__Do this__: Please convert the lines below into a Markdown table with two columns, "Row" and "Line text", numbering every line in order and omitting any blank ones.

===== Available data =====

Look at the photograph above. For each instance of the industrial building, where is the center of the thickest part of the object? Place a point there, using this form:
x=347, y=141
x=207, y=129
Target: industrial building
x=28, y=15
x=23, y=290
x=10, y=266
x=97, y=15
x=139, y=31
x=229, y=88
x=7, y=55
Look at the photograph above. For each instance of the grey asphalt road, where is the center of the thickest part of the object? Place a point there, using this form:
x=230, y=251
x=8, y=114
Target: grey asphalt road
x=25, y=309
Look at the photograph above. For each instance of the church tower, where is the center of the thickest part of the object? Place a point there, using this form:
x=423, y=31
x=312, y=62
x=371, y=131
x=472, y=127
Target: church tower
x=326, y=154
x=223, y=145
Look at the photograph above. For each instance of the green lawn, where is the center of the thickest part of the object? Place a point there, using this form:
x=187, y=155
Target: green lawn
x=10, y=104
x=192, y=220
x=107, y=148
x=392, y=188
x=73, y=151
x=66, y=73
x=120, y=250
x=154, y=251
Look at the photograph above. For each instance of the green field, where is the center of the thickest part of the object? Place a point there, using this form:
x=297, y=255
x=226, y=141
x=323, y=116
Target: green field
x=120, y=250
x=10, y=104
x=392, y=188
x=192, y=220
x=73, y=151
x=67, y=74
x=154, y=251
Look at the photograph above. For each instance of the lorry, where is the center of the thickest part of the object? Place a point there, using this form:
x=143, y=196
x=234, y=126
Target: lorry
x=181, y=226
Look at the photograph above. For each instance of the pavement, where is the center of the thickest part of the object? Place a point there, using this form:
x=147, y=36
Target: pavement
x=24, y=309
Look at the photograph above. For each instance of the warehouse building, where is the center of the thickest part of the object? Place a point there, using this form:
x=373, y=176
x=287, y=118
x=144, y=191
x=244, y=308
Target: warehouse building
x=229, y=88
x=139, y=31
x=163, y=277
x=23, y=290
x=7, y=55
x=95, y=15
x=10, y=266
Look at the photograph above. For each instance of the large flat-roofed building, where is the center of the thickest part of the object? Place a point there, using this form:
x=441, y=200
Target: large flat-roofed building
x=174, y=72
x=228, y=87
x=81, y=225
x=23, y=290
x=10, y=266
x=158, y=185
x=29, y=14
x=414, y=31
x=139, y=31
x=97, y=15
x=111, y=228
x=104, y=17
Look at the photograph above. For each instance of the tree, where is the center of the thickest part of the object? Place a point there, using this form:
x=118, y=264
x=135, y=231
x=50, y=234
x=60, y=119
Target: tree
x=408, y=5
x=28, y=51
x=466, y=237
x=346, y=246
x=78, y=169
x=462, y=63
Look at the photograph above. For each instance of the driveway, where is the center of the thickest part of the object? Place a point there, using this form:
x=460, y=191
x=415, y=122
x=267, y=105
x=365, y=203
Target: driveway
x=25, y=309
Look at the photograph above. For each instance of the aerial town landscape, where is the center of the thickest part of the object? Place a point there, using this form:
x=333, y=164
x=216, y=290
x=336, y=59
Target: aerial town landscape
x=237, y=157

=====

__Result of this exercise__:
| Row | Line text |
|---|---|
| 1 | Look at the photograph above. For each instance of the industrial building, where is the center of the thickest part of the object? Place a point there, using this form: |
| 2 | x=347, y=141 |
| 3 | x=207, y=129 |
| 4 | Target: industrial building |
| 5 | x=28, y=15 |
| 6 | x=23, y=290 |
| 7 | x=10, y=266 |
| 8 | x=97, y=15 |
| 9 | x=139, y=31 |
| 10 | x=229, y=88 |
| 11 | x=7, y=55 |
| 12 | Look at the photograph above. For each instance of the grey asphalt road, where is the center of the thickest part of the object? Place a point there, using this form: |
| 13 | x=230, y=251 |
| 14 | x=8, y=114 |
| 15 | Target: grey asphalt road |
| 16 | x=25, y=309 |
| 17 | Look at the photograph above. For each instance of the church tower, where is the center of the thickest part of the object? Place a point there, using this form: |
| 18 | x=423, y=31 |
| 19 | x=312, y=62 |
| 20 | x=371, y=131 |
| 21 | x=472, y=127 |
| 22 | Target: church tower |
| 23 | x=326, y=154 |
| 24 | x=223, y=145 |
| 25 | Look at the photograph above. For each instance of the green lawn, where is the center of the thickest part of the object? Place a point there, using this form: |
| 26 | x=187, y=155 |
| 27 | Target: green lawn |
| 28 | x=10, y=104 |
| 29 | x=192, y=220 |
| 30 | x=107, y=148 |
| 31 | x=392, y=188 |
| 32 | x=73, y=151 |
| 33 | x=66, y=73 |
| 34 | x=120, y=250 |
| 35 | x=154, y=251 |
| 36 | Look at the photograph above. For each instance of the green field, where is the center of the thickest part of the object? Place a point there, using this form: |
| 37 | x=297, y=255 |
| 38 | x=226, y=141 |
| 39 | x=323, y=116 |
| 40 | Target: green field |
| 41 | x=120, y=250 |
| 42 | x=10, y=104 |
| 43 | x=392, y=188 |
| 44 | x=192, y=220 |
| 45 | x=73, y=151 |
| 46 | x=67, y=74 |
| 47 | x=154, y=251 |
| 48 | Look at the photograph above. For each instance of the lorry, where is the center of the thickest part of the object? Place a point there, using this form: |
| 49 | x=143, y=196 |
| 50 | x=234, y=126 |
| 51 | Target: lorry |
| 52 | x=181, y=226 |
| 53 | Look at the photograph above. For each instance of the pavement, where is the center of the thickest part of the object? Place a point there, using this form: |
| 54 | x=147, y=36 |
| 55 | Target: pavement |
| 56 | x=24, y=309 |
| 57 | Look at the photograph above. For each instance of the warehouse building, where is the center of the thickest part of the object? Place a point there, using this form: |
| 58 | x=373, y=176 |
| 59 | x=287, y=118 |
| 60 | x=144, y=191 |
| 61 | x=244, y=308 |
| 62 | Target: warehouse building |
| 63 | x=229, y=88 |
| 64 | x=139, y=31 |
| 65 | x=163, y=277 |
| 66 | x=23, y=290 |
| 67 | x=7, y=55 |
| 68 | x=95, y=15 |
| 69 | x=10, y=266 |
| 70 | Look at the photograph above. For each instance of the large flat-roofed building, where is the center of the thickest part of the object? Place a point there, using this form: |
| 71 | x=441, y=200 |
| 72 | Target: large flat-roofed building |
| 73 | x=174, y=72 |
| 74 | x=228, y=87 |
| 75 | x=81, y=225 |
| 76 | x=23, y=290 |
| 77 | x=10, y=266 |
| 78 | x=158, y=185 |
| 79 | x=29, y=14 |
| 80 | x=414, y=31 |
| 81 | x=139, y=31 |
| 82 | x=97, y=15 |
| 83 | x=111, y=228 |
| 84 | x=104, y=17 |
| 85 | Look at the photograph above. For each instance of the tree, where is the center of the thickest part of the object? Place a point there, using this form: |
| 86 | x=118, y=264 |
| 87 | x=135, y=231 |
| 88 | x=50, y=234 |
| 89 | x=60, y=119 |
| 90 | Target: tree |
| 91 | x=408, y=5 |
| 92 | x=28, y=51 |
| 93 | x=466, y=237 |
| 94 | x=346, y=246 |
| 95 | x=78, y=169 |
| 96 | x=462, y=63 |
| 97 | Look at the photograph above. For each instance of the driveway, where is the center of the thickest part of the object? Place a point there, using this form: |
| 98 | x=460, y=191 |
| 99 | x=415, y=122 |
| 100 | x=267, y=105 |
| 101 | x=365, y=203 |
| 102 | Target: driveway |
| 103 | x=25, y=309 |
| 104 | Look at the photograph above. For each instance of the aerial town landscape, where is the center of the thickest part of the object? Place a point there, using this form: |
| 105 | x=333, y=164 |
| 106 | x=216, y=290 |
| 107 | x=336, y=59 |
| 108 | Target: aerial town landscape |
| 109 | x=237, y=157 |